-- Exercise requirements --
Copy out the data word for word, starting at the line that contains "Reviewer note: verify that every instance of the overhead" and ending at the line that contains "column 390, row 1187", with both of those lines included.

-- Dataset records --
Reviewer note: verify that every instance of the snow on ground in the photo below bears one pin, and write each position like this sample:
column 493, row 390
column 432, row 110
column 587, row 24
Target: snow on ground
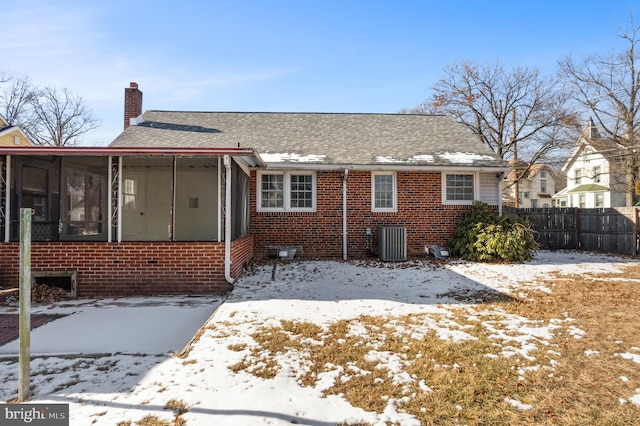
column 136, row 376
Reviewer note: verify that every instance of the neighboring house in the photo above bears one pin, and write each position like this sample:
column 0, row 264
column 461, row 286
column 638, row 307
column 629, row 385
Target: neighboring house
column 181, row 201
column 594, row 175
column 535, row 189
column 12, row 135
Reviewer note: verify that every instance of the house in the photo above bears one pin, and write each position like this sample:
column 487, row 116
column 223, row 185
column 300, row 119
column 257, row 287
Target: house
column 181, row 201
column 12, row 135
column 535, row 189
column 595, row 177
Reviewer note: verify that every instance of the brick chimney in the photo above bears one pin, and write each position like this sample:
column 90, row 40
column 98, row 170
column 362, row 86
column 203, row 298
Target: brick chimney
column 132, row 103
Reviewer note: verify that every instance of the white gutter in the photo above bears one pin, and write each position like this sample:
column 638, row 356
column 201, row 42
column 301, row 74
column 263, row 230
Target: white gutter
column 382, row 167
column 227, row 221
column 344, row 214
column 7, row 199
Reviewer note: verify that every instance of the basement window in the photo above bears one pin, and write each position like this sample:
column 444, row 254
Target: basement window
column 66, row 280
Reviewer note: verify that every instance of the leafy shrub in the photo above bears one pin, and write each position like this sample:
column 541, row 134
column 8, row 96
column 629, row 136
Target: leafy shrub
column 483, row 235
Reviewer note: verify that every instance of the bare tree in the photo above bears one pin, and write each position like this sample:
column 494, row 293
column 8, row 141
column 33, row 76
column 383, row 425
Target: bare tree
column 608, row 86
column 59, row 118
column 16, row 95
column 513, row 111
column 48, row 116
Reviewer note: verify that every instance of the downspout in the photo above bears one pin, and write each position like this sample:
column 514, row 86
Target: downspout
column 227, row 220
column 344, row 214
column 110, row 207
column 120, row 180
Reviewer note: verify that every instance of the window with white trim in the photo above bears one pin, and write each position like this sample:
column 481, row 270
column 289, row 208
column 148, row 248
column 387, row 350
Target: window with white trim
column 286, row 191
column 384, row 192
column 459, row 188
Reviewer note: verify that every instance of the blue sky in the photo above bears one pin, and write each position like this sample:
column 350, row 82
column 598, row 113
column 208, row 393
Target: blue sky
column 286, row 55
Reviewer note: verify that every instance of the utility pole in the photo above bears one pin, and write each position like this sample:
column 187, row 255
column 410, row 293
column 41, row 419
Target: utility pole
column 515, row 160
column 24, row 358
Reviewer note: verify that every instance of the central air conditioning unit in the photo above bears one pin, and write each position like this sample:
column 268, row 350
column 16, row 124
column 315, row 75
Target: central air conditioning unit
column 393, row 243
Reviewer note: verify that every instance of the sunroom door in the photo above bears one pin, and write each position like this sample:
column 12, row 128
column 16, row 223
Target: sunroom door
column 133, row 206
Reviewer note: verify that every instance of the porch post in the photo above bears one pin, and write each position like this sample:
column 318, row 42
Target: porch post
column 227, row 221
column 219, row 201
column 7, row 201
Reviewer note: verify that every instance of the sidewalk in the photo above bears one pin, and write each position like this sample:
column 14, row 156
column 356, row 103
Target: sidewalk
column 136, row 325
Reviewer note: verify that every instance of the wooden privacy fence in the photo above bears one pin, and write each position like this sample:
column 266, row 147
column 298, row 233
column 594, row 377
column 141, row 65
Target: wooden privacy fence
column 612, row 230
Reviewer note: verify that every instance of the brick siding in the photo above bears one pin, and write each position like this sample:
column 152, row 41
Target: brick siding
column 132, row 268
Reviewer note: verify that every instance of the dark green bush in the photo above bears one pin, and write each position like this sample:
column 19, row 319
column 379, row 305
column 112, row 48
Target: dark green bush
column 483, row 235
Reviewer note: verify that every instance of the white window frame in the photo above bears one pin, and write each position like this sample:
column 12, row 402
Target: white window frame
column 597, row 174
column 394, row 182
column 286, row 191
column 476, row 182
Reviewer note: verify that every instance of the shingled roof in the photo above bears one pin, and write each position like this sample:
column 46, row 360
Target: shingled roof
column 326, row 139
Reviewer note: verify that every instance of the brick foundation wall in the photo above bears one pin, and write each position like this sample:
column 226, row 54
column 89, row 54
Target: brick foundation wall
column 132, row 268
column 420, row 209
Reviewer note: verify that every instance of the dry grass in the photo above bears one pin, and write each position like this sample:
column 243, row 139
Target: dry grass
column 566, row 380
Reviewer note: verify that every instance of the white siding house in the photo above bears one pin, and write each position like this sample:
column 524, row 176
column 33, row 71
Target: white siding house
column 590, row 181
column 534, row 190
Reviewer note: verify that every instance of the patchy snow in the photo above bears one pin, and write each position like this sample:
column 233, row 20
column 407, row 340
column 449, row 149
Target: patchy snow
column 291, row 157
column 518, row 405
column 136, row 375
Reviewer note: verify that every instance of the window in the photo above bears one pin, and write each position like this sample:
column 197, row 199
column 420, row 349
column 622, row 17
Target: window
column 596, row 174
column 84, row 205
column 459, row 189
column 287, row 191
column 384, row 192
column 578, row 176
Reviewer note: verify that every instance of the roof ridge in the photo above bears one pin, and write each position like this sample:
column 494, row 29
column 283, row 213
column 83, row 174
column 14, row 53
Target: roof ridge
column 297, row 113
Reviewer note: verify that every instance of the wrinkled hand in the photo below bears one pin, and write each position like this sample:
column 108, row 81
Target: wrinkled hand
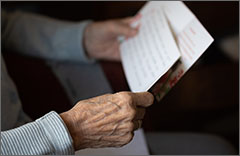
column 108, row 120
column 100, row 38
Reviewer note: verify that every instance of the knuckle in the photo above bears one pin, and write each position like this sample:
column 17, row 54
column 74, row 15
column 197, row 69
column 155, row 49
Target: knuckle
column 129, row 137
column 130, row 126
column 132, row 113
column 126, row 97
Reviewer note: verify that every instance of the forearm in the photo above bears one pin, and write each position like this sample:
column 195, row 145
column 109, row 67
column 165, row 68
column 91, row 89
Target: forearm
column 47, row 135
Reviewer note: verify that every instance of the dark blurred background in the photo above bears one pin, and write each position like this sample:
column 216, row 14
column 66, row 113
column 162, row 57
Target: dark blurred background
column 205, row 100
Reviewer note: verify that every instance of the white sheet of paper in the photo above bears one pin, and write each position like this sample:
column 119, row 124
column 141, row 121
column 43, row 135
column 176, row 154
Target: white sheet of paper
column 147, row 56
column 190, row 36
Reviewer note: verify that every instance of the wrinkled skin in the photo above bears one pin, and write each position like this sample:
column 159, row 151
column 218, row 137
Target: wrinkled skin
column 108, row 120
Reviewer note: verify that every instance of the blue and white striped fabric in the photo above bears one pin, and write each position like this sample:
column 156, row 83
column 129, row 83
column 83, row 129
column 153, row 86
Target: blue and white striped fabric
column 46, row 38
column 47, row 135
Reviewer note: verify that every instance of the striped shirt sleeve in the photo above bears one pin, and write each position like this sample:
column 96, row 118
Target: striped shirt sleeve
column 47, row 135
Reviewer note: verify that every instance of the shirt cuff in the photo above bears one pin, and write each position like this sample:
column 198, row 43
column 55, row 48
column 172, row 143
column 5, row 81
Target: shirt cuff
column 57, row 133
column 82, row 52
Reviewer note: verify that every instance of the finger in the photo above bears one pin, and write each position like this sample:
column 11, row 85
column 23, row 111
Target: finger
column 130, row 20
column 137, row 124
column 140, row 113
column 119, row 28
column 143, row 99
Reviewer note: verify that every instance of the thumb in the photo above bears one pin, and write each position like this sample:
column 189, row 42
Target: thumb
column 143, row 99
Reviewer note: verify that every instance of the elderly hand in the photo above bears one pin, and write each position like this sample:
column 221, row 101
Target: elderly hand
column 108, row 120
column 100, row 38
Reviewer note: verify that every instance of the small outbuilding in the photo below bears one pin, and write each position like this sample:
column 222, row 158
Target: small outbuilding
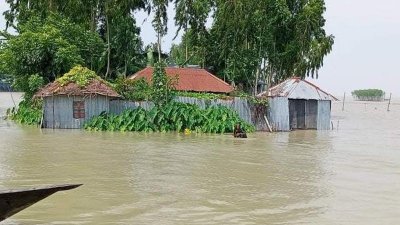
column 189, row 79
column 298, row 104
column 74, row 98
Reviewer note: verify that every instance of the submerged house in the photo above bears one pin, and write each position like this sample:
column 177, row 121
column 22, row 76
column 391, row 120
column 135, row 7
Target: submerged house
column 298, row 104
column 68, row 104
column 190, row 79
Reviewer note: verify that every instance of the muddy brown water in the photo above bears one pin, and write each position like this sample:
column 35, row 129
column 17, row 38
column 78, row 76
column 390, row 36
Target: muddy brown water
column 345, row 176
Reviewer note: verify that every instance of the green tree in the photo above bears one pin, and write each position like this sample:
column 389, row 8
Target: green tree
column 48, row 48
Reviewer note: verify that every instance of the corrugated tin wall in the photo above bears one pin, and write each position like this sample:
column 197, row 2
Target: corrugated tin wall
column 241, row 106
column 278, row 113
column 118, row 106
column 58, row 111
column 324, row 115
column 311, row 114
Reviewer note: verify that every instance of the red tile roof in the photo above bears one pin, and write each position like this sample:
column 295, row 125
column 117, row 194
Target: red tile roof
column 190, row 79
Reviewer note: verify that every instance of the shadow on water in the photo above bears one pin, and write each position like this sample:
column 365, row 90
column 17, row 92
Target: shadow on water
column 301, row 177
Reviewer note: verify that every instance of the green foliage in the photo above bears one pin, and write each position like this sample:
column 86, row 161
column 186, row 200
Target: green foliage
column 79, row 75
column 173, row 116
column 368, row 94
column 47, row 48
column 162, row 86
column 29, row 112
column 133, row 90
column 202, row 95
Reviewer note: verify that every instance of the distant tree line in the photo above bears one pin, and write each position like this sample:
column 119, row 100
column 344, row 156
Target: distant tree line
column 251, row 43
column 368, row 95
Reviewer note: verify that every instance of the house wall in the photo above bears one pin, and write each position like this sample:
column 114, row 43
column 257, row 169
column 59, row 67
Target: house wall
column 240, row 105
column 324, row 115
column 58, row 110
column 311, row 114
column 278, row 113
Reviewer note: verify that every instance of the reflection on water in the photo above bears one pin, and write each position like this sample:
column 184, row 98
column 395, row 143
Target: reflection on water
column 345, row 176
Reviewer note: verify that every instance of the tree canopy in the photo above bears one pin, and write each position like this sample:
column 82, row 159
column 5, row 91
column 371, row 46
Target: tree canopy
column 251, row 43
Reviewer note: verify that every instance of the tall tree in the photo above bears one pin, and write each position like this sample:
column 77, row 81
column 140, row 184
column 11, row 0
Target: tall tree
column 160, row 21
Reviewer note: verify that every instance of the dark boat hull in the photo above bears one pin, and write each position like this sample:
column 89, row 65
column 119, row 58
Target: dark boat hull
column 13, row 201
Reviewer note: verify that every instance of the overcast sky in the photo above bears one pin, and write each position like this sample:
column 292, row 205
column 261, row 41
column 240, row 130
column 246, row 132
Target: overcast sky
column 365, row 53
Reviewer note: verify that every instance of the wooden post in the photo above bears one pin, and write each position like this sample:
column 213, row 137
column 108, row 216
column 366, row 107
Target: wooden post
column 269, row 126
column 344, row 99
column 390, row 98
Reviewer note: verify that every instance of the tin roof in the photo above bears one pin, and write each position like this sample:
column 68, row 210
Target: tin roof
column 190, row 79
column 296, row 88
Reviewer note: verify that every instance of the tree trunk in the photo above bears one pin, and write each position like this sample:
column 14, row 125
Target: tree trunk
column 159, row 46
column 108, row 46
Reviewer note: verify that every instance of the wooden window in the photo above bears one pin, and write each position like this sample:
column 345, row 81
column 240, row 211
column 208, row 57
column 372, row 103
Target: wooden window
column 79, row 109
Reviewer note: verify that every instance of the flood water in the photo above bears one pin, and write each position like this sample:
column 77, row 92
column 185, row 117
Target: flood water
column 345, row 176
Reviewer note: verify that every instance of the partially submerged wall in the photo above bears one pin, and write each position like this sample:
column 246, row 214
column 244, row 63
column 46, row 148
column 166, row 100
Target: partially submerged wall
column 245, row 110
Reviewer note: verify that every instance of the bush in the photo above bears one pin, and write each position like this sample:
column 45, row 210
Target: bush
column 173, row 116
column 29, row 112
column 368, row 95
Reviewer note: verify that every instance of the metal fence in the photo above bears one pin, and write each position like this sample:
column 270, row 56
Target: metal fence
column 243, row 108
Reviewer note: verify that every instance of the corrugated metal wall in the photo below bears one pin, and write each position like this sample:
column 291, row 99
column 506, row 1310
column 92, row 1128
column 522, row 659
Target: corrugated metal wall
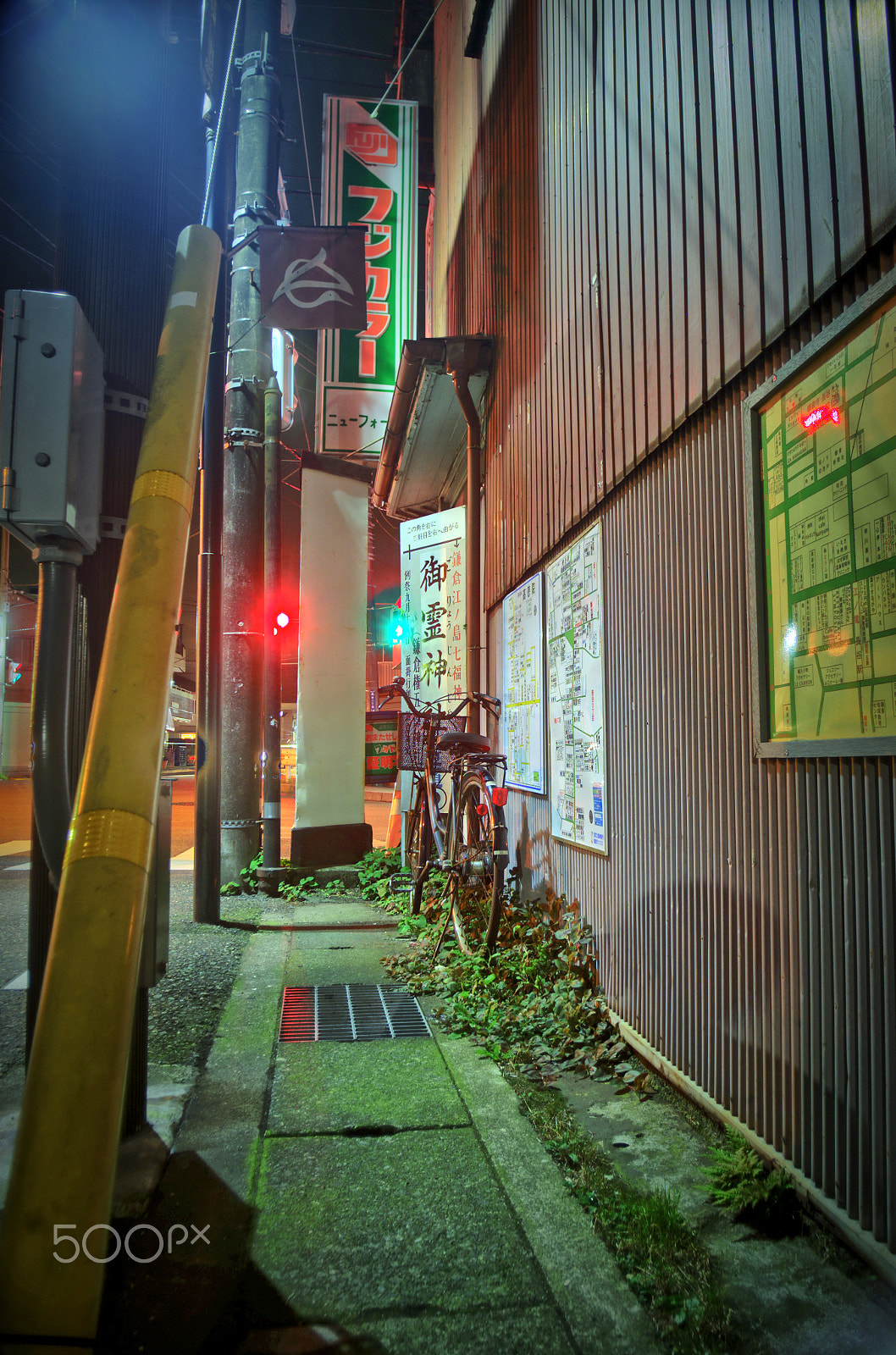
column 744, row 912
column 656, row 207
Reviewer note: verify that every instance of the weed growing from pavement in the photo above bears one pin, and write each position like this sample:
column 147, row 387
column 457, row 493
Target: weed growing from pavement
column 374, row 877
column 744, row 1185
column 534, row 1007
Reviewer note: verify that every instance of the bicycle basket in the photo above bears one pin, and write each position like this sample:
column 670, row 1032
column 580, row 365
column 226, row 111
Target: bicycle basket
column 412, row 731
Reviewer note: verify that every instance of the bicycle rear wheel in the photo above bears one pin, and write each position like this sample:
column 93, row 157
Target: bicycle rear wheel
column 478, row 858
column 419, row 847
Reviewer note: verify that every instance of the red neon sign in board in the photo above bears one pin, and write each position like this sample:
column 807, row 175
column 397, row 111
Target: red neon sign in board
column 821, row 415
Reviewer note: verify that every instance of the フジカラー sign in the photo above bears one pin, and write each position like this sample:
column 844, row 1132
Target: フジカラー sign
column 370, row 180
column 313, row 277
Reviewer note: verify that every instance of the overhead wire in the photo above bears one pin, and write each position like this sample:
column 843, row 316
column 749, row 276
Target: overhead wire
column 301, row 119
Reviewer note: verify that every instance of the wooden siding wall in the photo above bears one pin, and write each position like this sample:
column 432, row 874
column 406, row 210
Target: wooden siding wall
column 655, row 205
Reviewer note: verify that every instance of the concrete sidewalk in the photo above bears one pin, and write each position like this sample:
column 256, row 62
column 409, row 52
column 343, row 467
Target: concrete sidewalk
column 390, row 1187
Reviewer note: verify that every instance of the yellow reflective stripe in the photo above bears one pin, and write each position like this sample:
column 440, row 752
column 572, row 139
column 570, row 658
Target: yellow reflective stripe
column 110, row 832
column 163, row 484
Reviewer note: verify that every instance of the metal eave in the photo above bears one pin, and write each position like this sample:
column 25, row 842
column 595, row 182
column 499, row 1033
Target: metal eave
column 423, row 461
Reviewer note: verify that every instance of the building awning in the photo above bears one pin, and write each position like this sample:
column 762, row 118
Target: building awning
column 423, row 461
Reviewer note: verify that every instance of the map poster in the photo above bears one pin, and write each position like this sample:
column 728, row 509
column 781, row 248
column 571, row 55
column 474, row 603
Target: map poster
column 434, row 606
column 523, row 690
column 828, row 472
column 577, row 725
column 370, row 180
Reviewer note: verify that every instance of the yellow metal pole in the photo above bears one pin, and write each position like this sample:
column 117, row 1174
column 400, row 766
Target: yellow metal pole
column 56, row 1225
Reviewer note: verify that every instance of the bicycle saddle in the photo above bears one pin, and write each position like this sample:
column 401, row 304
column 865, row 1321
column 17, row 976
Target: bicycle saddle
column 462, row 743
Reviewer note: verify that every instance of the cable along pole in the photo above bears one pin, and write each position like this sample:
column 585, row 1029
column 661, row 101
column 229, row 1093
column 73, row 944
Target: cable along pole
column 248, row 374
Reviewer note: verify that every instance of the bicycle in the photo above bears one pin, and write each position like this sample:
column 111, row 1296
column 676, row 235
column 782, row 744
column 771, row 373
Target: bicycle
column 469, row 840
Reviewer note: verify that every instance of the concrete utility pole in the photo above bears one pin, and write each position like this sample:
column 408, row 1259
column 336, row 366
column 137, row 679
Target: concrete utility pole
column 248, row 374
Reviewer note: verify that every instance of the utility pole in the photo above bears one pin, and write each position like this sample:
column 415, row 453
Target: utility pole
column 248, row 374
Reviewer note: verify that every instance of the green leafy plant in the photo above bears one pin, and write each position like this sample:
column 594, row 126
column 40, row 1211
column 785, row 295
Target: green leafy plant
column 658, row 1251
column 534, row 998
column 749, row 1187
column 534, row 1006
column 293, row 891
column 376, row 871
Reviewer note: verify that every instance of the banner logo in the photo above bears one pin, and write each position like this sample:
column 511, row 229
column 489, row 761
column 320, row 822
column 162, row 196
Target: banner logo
column 313, row 278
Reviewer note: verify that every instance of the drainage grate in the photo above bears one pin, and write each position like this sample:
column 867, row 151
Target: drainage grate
column 350, row 1011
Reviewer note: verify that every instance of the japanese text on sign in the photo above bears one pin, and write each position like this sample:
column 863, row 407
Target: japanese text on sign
column 575, row 693
column 523, row 700
column 828, row 474
column 434, row 606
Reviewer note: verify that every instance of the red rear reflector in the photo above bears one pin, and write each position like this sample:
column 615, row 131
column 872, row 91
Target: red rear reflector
column 821, row 415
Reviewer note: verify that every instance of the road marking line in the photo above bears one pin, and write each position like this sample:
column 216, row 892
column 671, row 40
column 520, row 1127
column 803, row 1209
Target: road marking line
column 15, row 849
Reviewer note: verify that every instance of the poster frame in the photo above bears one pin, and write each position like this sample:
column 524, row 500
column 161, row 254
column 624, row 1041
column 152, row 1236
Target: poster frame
column 543, row 716
column 855, row 318
column 604, row 851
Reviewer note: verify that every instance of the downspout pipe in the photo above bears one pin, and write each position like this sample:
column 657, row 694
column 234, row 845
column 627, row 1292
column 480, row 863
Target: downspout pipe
column 58, row 562
column 415, row 354
column 462, row 359
column 271, row 874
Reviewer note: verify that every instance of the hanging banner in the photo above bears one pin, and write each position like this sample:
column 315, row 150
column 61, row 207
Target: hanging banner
column 312, row 277
column 434, row 606
column 523, row 693
column 577, row 717
column 370, row 180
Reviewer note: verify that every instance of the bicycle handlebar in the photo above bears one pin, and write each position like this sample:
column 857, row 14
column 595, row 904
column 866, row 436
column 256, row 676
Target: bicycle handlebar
column 491, row 704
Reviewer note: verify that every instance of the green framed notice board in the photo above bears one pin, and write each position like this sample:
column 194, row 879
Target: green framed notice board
column 823, row 515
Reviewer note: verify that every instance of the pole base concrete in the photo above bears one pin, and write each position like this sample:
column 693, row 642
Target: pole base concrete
column 332, row 844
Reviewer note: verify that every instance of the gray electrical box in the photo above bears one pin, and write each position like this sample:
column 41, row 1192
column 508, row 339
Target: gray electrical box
column 51, row 420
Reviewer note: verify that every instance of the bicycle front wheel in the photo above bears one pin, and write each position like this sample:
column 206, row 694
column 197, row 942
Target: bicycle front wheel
column 478, row 858
column 419, row 849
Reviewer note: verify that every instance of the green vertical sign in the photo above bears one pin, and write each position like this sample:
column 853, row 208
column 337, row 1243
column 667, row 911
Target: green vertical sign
column 370, row 180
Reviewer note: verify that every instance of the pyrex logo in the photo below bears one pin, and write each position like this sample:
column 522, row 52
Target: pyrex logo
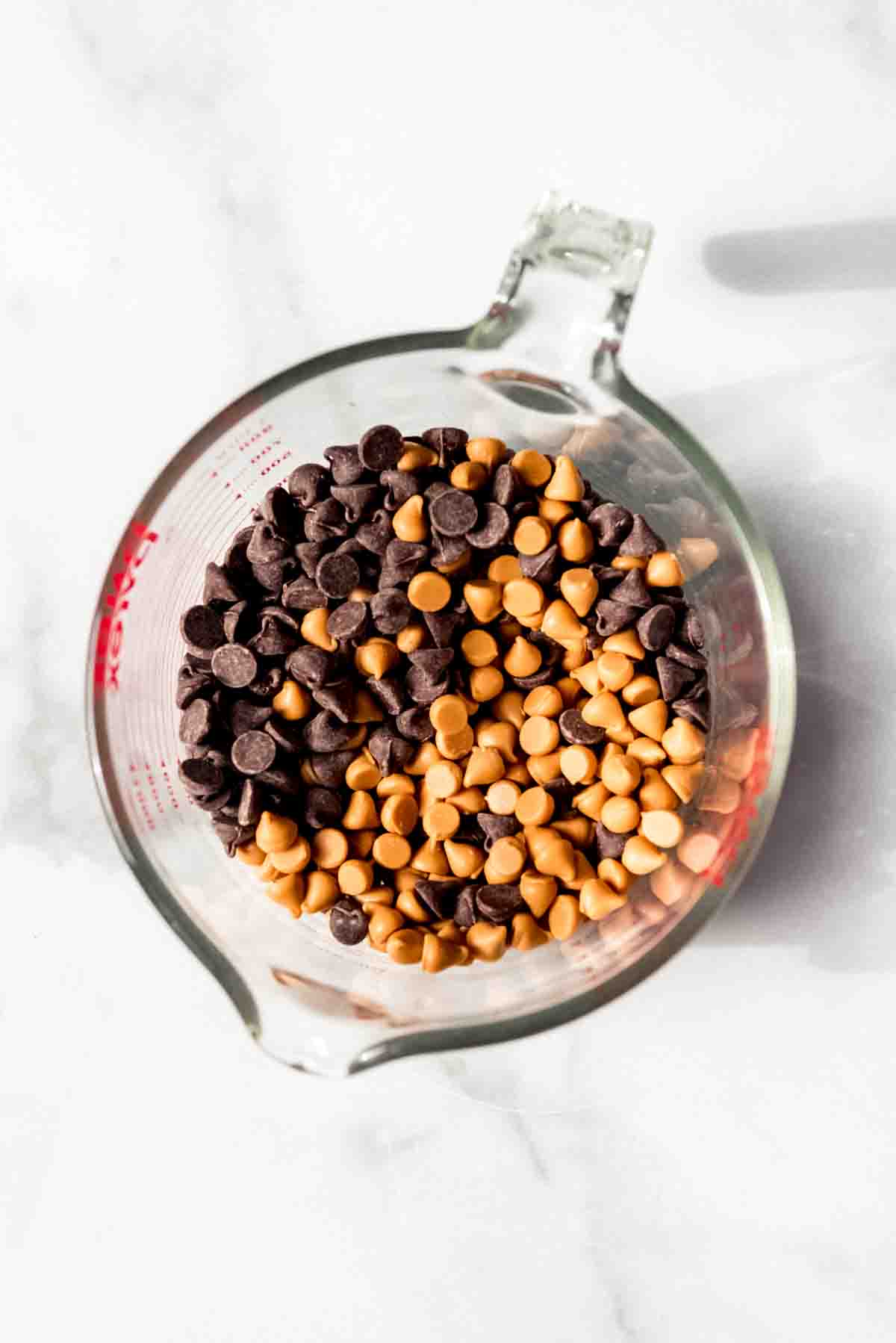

-- Reply --
Reviewer note: verify that every instance of the overhead wire in the photo above bears one pin, and write each position like this sample:
column 843, row 316
column 749, row 276
Target: overhead wire
column 301, row 119
Reviewer note: verify that every instance of the wooden siding wall in the photo above bears one pin, and write each position like this sample:
column 432, row 874
column 406, row 210
Target: wooden siding wall
column 655, row 205
Reviewer note: verify that every instance of the concrete sidewalk in the photo above bears one pin, and write each position like this sample:
column 256, row 62
column 409, row 52
column 343, row 467
Target: concrete sidewalk
column 390, row 1187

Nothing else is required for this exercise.